#### Raw data:
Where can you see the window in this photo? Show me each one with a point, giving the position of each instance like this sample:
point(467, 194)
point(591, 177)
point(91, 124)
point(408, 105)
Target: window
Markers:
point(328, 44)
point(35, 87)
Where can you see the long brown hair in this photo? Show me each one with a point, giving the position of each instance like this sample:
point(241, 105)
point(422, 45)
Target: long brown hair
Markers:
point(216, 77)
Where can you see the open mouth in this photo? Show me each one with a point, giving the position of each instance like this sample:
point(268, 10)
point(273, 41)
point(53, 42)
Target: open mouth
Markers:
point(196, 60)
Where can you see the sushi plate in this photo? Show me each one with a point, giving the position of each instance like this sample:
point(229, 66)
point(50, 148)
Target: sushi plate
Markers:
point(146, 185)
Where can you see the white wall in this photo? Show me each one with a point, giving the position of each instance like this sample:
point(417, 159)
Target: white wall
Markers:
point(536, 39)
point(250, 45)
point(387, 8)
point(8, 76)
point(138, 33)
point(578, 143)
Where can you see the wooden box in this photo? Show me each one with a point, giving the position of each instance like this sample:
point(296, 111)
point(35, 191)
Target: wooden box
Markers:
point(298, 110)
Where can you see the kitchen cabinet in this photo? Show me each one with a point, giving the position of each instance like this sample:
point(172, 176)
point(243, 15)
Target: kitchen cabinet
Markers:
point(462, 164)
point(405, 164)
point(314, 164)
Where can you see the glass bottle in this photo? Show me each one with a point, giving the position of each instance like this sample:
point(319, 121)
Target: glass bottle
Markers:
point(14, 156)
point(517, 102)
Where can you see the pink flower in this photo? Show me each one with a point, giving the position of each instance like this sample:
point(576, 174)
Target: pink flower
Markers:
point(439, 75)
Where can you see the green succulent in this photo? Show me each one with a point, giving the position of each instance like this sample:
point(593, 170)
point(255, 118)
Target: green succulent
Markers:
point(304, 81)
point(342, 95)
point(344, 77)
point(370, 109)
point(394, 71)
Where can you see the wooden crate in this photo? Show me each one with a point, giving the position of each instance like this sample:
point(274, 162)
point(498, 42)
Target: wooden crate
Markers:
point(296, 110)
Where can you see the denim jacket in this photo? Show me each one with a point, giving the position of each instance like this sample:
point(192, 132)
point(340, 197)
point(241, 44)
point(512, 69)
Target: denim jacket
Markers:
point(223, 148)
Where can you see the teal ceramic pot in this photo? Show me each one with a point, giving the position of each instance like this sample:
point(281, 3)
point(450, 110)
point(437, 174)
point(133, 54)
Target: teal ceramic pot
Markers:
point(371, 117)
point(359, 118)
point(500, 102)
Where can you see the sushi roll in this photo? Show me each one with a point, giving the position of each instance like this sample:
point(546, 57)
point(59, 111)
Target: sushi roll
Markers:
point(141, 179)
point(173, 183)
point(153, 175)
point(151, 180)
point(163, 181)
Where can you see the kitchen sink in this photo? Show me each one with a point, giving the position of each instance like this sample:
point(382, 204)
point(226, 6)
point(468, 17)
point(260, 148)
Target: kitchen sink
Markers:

#### The exercise:
Arrange the material above as a Markdown table with the columns "Row" and "Line", covering everything from the line that contains "Where can you see the sushi plate" down to the line that contains "point(296, 110)", both included. Number each line in order and leave out any blank lines.

#### Worked solution:
| Row | Line |
|---|---|
| 1 | Where can you see the sushi plate in this photo? Show me each one with a point, giving the position of each instance like this sample: |
| 2 | point(229, 66) |
| 3 | point(50, 148) |
| 4 | Target: sushi plate |
| 5 | Markers: |
| 6 | point(146, 185) |
| 7 | Where can you see the white wall in this photo? Show me each one with a point, giving the position of each instance like this sample: |
| 8 | point(417, 159) |
| 9 | Target: white wall |
| 10 | Markers: |
| 11 | point(536, 39) |
| 12 | point(250, 45) |
| 13 | point(387, 8) |
| 14 | point(8, 76) |
| 15 | point(138, 33) |
| 16 | point(578, 143) |
| 17 | Where can you see the wooden box in this photo? Show me each one with a point, giving the position of each instance like this sample: |
| 18 | point(296, 111) |
| 19 | point(35, 191) |
| 20 | Target: wooden box |
| 21 | Markers: |
| 22 | point(298, 110) |
| 23 | Where can you see the kitchen cabinet in this photo? Show me each one with a point, giving the position of each instance like this sample: |
| 24 | point(172, 176) |
| 25 | point(243, 15) |
| 26 | Target: kitchen cabinet |
| 27 | Markers: |
| 28 | point(462, 164) |
| 29 | point(405, 164) |
| 30 | point(314, 164) |
| 31 | Where can you see the glass bottle in this photo? Show me each one with a point, giving the position of each instance like this sample: |
| 32 | point(319, 121) |
| 33 | Target: glass bottle |
| 34 | Markers: |
| 35 | point(14, 156) |
| 36 | point(517, 102) |
| 37 | Where can you see the pink flower in this photo? Show me each one with a point, giving the position of each instance like this sample: |
| 38 | point(576, 174) |
| 39 | Target: pink flower |
| 40 | Markers: |
| 41 | point(439, 75) |
| 42 | Where can you see the green succulent in this photo? Show me each one with a point, giving the position of each instance like this sample: |
| 43 | point(593, 170) |
| 44 | point(255, 118) |
| 45 | Target: green succulent |
| 46 | Markers: |
| 47 | point(304, 81) |
| 48 | point(342, 95) |
| 49 | point(344, 77) |
| 50 | point(370, 109) |
| 51 | point(394, 71) |
| 52 | Where can you see the wooden crate in this photo? Show me each one with a point, giving the position of each instance like this sample: |
| 53 | point(274, 162) |
| 54 | point(498, 42) |
| 55 | Target: wooden crate |
| 56 | Markers: |
| 57 | point(296, 110) |